:: WHAT NEEDS TO BE DONE ::
In the listing below, count the lines containing the string "black". Reply with that number only.

** Opening RECORDS FOR PROCESSING block **

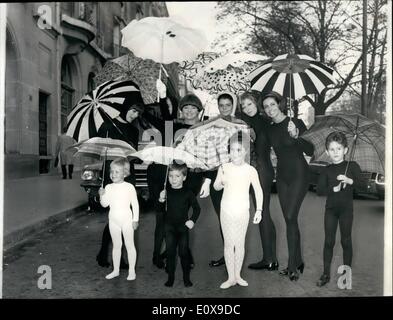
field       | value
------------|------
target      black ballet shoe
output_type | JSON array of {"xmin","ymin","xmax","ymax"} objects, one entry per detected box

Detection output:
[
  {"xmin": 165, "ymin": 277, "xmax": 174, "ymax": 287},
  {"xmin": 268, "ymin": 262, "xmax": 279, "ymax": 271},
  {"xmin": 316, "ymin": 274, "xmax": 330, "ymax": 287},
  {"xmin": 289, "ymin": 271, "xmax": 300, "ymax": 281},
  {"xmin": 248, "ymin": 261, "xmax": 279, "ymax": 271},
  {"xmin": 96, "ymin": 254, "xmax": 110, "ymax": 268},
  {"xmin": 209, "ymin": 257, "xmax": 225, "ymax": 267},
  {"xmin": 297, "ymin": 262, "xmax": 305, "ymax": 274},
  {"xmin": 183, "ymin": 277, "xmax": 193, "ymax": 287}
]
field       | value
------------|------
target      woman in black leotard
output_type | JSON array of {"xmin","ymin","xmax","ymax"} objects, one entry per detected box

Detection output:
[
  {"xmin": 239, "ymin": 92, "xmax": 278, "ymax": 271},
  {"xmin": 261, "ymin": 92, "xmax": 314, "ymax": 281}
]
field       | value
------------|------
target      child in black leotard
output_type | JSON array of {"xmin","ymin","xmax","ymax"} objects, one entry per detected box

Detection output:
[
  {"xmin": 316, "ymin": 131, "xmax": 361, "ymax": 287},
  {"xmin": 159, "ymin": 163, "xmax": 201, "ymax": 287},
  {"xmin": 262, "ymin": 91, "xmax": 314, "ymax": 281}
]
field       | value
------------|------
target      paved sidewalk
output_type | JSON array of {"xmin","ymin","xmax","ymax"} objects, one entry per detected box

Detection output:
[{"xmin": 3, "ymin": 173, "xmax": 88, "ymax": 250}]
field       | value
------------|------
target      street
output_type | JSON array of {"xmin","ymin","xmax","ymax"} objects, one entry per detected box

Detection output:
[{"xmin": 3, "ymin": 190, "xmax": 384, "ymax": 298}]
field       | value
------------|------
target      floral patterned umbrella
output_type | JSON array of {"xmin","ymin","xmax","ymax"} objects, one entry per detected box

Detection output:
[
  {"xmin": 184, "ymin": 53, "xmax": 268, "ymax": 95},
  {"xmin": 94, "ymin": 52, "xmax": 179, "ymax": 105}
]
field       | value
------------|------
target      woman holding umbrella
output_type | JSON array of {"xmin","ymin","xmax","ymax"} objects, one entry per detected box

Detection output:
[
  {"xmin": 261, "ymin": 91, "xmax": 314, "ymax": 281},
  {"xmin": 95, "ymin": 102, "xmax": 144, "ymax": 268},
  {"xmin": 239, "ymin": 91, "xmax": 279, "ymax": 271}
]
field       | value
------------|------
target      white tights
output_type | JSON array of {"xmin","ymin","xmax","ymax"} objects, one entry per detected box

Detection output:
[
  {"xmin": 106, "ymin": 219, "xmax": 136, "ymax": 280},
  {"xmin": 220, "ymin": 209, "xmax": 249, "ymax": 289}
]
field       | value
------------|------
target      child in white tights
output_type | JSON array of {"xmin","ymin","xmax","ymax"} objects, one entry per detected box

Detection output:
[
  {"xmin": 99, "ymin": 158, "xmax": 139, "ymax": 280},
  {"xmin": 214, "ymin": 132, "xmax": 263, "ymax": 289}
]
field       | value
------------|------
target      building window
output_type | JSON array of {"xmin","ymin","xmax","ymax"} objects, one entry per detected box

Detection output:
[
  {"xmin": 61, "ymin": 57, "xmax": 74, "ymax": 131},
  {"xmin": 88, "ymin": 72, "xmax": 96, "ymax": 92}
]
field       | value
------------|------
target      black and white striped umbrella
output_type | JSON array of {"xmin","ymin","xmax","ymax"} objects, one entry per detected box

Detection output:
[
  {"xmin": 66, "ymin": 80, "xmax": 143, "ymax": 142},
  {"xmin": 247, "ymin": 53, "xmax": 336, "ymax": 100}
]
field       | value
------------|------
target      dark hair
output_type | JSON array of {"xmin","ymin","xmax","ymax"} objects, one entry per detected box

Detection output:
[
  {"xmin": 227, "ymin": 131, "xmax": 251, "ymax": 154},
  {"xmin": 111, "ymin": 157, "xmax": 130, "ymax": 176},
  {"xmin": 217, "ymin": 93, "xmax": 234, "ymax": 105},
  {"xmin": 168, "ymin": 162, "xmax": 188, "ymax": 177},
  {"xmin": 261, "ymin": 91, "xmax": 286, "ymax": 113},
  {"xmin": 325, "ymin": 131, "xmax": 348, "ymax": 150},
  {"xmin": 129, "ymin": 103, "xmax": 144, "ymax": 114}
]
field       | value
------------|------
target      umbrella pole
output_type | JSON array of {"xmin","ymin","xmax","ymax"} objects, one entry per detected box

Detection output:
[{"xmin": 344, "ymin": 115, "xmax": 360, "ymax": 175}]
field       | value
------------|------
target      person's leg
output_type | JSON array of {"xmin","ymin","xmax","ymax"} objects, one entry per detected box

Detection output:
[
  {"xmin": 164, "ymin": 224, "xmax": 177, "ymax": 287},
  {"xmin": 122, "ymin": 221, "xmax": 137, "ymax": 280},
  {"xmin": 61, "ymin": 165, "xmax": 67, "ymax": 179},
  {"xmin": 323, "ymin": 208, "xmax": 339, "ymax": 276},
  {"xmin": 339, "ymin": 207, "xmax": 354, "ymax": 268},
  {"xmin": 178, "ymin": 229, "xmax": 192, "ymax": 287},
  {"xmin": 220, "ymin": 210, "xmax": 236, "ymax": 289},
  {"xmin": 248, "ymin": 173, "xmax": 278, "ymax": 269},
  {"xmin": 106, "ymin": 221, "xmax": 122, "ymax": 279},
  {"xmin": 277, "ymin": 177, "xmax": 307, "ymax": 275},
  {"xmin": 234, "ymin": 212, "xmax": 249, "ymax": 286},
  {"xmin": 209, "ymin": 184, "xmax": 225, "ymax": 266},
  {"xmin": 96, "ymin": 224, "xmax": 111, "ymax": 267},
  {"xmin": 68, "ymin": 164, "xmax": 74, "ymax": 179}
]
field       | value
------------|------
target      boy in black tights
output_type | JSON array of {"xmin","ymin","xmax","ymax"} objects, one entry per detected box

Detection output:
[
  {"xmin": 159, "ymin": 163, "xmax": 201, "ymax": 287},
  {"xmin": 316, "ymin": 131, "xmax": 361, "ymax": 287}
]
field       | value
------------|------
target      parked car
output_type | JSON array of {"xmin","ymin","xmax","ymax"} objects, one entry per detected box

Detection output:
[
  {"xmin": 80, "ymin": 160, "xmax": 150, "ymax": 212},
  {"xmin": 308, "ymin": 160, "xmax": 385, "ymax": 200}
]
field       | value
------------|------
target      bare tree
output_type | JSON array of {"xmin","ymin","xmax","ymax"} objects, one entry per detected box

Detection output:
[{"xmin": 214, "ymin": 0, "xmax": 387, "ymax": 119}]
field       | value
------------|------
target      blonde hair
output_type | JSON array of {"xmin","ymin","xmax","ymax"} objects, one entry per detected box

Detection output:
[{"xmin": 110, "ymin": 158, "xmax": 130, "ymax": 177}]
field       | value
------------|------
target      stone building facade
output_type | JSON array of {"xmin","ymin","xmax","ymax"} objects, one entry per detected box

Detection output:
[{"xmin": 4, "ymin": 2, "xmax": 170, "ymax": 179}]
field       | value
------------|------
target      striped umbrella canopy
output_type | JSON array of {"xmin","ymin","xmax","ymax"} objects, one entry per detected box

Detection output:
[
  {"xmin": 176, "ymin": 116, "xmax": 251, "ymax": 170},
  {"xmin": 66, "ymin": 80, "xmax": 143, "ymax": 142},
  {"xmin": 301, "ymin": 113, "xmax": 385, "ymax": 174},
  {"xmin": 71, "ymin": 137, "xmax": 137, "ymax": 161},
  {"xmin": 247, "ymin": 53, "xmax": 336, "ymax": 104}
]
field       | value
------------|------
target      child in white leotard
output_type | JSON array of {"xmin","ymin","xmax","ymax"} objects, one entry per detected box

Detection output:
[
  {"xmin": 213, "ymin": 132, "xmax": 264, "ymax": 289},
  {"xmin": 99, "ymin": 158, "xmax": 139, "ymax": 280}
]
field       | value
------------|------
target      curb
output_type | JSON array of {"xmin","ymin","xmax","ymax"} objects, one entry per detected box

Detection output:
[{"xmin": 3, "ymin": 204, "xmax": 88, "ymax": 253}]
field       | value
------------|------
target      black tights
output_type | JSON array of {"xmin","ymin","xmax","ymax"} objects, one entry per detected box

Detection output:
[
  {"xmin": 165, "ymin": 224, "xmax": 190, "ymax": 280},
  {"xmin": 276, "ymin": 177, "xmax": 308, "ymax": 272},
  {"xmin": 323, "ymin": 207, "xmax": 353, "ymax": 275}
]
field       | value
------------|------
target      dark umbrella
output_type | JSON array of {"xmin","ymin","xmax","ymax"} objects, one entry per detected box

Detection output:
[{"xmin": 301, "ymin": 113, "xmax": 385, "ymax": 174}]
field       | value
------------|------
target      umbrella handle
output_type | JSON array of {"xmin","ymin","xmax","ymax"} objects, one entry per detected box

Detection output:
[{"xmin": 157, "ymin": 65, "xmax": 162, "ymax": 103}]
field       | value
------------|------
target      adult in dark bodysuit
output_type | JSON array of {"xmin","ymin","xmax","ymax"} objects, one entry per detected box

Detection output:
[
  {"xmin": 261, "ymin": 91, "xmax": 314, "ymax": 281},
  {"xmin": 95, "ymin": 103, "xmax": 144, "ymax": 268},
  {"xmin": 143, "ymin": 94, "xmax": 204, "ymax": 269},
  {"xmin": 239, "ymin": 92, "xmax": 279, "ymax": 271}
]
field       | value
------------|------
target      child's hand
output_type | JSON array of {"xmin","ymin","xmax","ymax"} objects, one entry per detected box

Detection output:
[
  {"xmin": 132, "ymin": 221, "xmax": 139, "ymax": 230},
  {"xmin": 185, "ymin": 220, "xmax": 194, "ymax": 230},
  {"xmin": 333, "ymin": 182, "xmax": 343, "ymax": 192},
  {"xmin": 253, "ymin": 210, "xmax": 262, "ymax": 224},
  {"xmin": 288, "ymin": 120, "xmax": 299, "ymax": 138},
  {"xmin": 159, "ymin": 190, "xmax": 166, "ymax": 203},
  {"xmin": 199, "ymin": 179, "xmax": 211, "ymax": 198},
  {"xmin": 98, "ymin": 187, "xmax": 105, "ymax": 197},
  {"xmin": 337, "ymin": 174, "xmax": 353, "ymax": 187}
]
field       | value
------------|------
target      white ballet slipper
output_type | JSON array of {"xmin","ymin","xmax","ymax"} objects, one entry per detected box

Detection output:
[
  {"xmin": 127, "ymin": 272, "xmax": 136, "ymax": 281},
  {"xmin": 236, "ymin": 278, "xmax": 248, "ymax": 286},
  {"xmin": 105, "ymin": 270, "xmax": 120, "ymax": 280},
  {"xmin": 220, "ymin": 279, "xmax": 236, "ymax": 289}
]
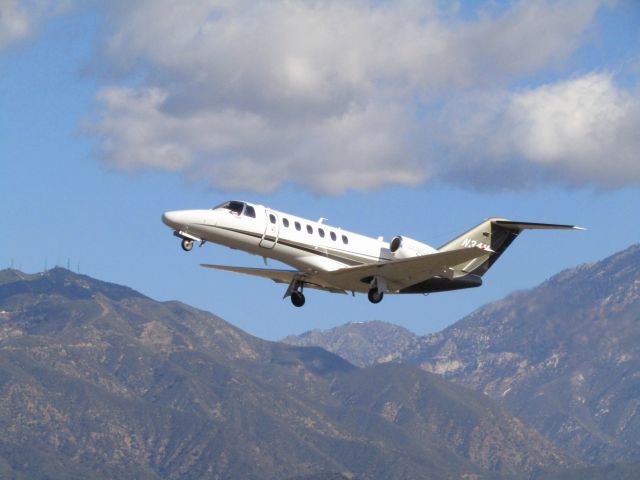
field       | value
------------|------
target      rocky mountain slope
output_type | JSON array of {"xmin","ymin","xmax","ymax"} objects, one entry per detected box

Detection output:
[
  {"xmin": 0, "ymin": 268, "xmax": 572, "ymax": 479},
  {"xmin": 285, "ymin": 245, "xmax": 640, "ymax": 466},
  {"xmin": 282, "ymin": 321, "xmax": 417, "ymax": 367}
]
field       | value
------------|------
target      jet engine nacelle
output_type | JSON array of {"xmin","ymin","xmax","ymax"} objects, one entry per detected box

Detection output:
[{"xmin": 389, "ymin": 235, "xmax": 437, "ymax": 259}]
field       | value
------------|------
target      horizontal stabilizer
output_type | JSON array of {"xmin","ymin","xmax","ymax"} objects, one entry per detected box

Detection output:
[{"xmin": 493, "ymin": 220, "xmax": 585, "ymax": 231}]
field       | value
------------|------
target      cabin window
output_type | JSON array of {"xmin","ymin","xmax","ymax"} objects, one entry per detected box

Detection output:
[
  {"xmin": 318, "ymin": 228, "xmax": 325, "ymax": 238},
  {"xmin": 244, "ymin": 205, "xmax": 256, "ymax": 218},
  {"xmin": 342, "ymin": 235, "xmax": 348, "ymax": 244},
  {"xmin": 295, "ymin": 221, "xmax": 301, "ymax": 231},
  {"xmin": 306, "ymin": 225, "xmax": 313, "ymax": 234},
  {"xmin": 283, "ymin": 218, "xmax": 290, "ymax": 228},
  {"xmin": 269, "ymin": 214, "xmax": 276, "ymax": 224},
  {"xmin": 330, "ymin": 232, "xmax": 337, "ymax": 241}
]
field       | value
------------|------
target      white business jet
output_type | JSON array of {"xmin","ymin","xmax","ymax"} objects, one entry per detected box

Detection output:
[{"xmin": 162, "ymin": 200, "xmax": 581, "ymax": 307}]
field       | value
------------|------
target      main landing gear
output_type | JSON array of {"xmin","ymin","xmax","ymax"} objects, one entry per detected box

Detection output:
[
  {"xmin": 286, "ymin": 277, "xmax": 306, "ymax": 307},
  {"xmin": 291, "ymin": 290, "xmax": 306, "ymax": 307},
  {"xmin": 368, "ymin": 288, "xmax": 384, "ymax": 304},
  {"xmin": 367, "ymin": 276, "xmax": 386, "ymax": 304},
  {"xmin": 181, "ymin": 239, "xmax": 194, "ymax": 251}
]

** Closing RECORDS FOR PROCESSING block **

:: SOLUTION FOR THIS PROBLEM ::
6